## Source document:
# Small Soap Batch



## linbee (Jul 7, 2010)

Does anyone have a recipe for a small, experimental type batch of soap - only 3-5 bars? I found one in an old 2008 post, but it calls for almond oil, which I have had no luck finding locally. Could I substitute any other type of oil?


----------



## MF-Alpines (Mar 29, 2010)

Linda,

How many oz are those 3 - 5 bars?

You can use whatever you've been using, just do the math.

Let's say your bars are 5 oz/bar. You want 5 bars. So you're batch is 25 oz of oils. For the recipe you are using, take each fat/oil's weight and divide that by the total weight of the oils. That will be your multiplier. You would then multiply that number x 25 oz.

Take the walmart recipe. As written, lard = 64 oz, coconut = 31.5 oz, and sunflower oil = 16.5 oz. Total = 112 oz. 64/112 = .5714. .5714 x 25 = 14.285. 31.5/112 = .2813. .2813 x 25 = 7.0325. 16.5/112 = .1473. .1473 x 25 = 3.6825. There's your batch.

You can do this with any recipe and recalculate. Also, I think soapcalc will recalculate the quantities if you change your total amount of oils. Or on thesage, if you use % of oils, then change your batch size.

Hope that helps.


----------



## linbee (Jul 7, 2010)

Wow, thanks Cindy for doing the math for me. I hadn't even thought about thesage or soapcalc doing the quantities if I changed the oils. Glad you're here!


----------



## a4patch (Oct 7, 2009)

I am bumping this topic.

## Task requirements:
Turn the paragraph in the soap batch thread above that begins "Let's say your bars are 5 oz/bar" into a short list of steps that keeps its main facts.

(Pointing lines)
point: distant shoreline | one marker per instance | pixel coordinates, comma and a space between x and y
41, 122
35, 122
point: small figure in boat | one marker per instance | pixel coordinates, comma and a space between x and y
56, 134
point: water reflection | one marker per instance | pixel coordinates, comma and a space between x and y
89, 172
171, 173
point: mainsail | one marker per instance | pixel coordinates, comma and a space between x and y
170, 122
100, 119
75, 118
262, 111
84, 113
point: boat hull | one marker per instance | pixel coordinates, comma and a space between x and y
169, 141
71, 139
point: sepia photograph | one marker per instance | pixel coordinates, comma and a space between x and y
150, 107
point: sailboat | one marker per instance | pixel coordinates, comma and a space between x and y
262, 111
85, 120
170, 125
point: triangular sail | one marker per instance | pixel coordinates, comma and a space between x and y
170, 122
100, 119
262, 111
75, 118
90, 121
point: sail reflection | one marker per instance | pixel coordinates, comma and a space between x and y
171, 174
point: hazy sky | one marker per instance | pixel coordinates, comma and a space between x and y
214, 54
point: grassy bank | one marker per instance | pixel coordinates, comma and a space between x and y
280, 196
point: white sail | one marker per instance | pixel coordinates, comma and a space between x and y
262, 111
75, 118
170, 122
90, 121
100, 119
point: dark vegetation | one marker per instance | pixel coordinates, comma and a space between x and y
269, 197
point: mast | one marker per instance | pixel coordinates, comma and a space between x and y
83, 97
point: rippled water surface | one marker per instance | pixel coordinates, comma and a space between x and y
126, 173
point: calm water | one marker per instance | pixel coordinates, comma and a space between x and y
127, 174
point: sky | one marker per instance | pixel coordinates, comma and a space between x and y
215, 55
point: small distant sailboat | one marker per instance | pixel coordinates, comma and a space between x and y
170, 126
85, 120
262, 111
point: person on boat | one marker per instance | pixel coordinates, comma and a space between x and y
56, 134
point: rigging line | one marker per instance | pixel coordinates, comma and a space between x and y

## Solution to this problem:
- Assume 5 bars at 5 oz each, which makes a batch of 25 oz of oils.
- For each fat or oil in the recipe, divide its weight by the total weight of the oils to get a multiplier.
- Multiply that number by 25 oz.